Dataset rows on where objects appear
--*--

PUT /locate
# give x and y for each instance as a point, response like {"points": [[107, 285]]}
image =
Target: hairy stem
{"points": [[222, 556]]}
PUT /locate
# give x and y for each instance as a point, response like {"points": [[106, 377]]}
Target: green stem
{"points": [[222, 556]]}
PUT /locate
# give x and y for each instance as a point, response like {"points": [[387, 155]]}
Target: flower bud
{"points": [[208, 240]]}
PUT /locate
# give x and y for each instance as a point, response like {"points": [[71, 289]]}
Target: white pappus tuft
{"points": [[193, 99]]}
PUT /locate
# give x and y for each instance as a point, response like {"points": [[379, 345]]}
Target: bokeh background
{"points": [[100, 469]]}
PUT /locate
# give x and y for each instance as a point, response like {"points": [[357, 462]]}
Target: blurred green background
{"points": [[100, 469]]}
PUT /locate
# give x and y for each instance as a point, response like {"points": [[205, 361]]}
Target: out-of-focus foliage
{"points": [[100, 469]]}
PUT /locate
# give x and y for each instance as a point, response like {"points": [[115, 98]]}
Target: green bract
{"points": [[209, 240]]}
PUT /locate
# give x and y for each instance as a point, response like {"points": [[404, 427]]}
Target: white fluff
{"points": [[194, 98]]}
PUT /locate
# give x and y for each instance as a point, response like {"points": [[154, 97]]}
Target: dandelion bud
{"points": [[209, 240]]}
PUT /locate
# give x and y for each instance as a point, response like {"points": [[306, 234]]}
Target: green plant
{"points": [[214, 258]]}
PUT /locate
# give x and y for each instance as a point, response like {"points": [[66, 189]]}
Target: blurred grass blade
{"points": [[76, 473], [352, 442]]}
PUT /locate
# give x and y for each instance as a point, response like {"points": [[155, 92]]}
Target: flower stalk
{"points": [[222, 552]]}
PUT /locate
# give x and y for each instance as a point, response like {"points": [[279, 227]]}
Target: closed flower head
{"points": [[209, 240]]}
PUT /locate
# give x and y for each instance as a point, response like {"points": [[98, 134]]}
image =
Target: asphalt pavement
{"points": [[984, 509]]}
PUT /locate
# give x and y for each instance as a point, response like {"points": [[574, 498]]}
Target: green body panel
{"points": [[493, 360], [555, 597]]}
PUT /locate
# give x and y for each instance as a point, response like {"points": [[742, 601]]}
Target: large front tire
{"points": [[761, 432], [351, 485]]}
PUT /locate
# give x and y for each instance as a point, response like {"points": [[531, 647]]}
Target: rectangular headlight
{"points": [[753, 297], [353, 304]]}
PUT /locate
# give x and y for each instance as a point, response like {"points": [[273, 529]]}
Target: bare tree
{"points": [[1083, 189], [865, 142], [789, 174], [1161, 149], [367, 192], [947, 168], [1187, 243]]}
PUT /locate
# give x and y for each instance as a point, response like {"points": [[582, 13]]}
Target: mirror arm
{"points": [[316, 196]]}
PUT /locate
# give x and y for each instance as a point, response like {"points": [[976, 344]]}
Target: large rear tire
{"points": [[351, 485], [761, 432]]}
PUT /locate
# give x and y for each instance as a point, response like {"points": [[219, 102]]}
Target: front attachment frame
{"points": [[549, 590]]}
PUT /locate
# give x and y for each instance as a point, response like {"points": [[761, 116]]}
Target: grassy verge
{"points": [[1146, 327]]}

--*--

> _Aim_: State how many lines of the items contain the string "blurred", treating uppercase and lowercase as different. Give only the number.

> _Finished task_: 2